═════ Selected extract

This post was originally released on the Advocates for Children of New Jersey website. You can view the original post here.
You can’t read this yet. By the time you can, the 2020 Census will be long over. I will be working on some different project or campaign at my job, moving towards a brighter future for New Jersey’s children, including you. You’ll be riding your bike or playing with friends. And you probably won’t be interested in what your dad worked on when you were a baby.
But your count in the 2020 Census will be just as important then as it is now.
Your Census entry from 2020 reads “0” years old. You were so small when I filled it out that I could still hold you with one arm. Now just 3 months later, you’re already so much bigger, and I am in constant awe of how quickly you are growing. Just think about how big you’ll be when the 2030 Census comes around!
Being a father makes being a child advocate more personal. At work, I work with community groups and local officials to encourage New Jersey residents to complete the 2020 Census. I tell folks that we need fair funding for schools and hospitals, fair representation in Congress and accurate data for planning.

══════════

→ Exercise tasks:
A - Rewrite the Census post from "But your count" to "data for planning.", changing "one arm" to "one hand".
B - Answer these questions on the Census post.
(i) On which website was the post originally released?
(ii) What age does the child's 2020 Census entry show?
(iii) What three things does the writer tell folks we need?

═════ Record set

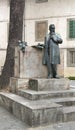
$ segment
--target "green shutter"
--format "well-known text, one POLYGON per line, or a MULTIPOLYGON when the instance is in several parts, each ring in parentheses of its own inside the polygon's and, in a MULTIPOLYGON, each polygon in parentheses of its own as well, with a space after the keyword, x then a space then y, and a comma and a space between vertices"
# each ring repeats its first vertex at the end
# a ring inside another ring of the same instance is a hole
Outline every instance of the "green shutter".
POLYGON ((69 21, 69 38, 75 38, 75 20, 69 21))

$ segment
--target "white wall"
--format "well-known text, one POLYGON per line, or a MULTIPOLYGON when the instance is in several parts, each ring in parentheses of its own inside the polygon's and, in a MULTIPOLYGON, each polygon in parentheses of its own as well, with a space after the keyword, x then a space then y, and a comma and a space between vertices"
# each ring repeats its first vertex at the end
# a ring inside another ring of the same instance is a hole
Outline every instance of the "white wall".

══════════

→ Set of answers:
A -
But your count in the 2020 Census will be just as important then as it is now.
Your Census entry from 2020 reads “0” years old. You were so small when I filled it out that I could still hold you with one hand. Now just 3 months later, you’re already so much bigger, and I am in constant awe of how quickly you are growing. Just think about how big you’ll be when the 2030 Census comes around!
Being a father makes being a child advocate more personal. At work, I work with community groups and local officials to encourage New Jersey residents to complete the 2020 Census. I tell folks that we need fair funding for schools and hospitals, fair representation in Congress and accurate data for planning.

B -
(i) The Advocates for Children of New Jersey website.
(ii) "0" years old.
(iii) Fair funding for schools and hospitals, fair representation in Congress, and accurate data for planning.